[start]

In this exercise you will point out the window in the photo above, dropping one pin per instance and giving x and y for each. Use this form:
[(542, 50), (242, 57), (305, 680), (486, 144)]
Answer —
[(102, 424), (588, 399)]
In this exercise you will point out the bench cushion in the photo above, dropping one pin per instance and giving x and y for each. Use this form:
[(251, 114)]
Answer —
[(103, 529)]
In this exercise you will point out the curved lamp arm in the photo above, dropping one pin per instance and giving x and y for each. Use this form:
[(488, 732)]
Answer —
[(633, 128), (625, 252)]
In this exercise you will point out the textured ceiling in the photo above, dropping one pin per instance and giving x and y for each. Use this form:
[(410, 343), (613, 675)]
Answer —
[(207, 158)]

[end]

Exercise aim: Could you copy the material above again, swapping every "point out" for "mark" and changing nothing else?

Result of the exercise:
In this exercise you will mark the window in the photo above, dropping one pin per instance and giving x and y for each. Use this form:
[(542, 50), (242, 57), (305, 680), (486, 144)]
Answer —
[(102, 424), (588, 399)]
In this exercise you will mark the bench cushion in the photo above, dropping one pin per instance and giving x and y for each. Use this form:
[(251, 114)]
Answer —
[(103, 529)]
In this exercise you will mark the curved lamp arm in the photo above, dropping one pin per instance and giving x and y for each. Use this form:
[(488, 732)]
Answer —
[(633, 128), (625, 252)]
In this exercise you will mark the textured ceiling in the photo above, dropping one pin per instance and giving x and y for each. Use this form:
[(410, 343), (613, 675)]
Answer —
[(207, 158)]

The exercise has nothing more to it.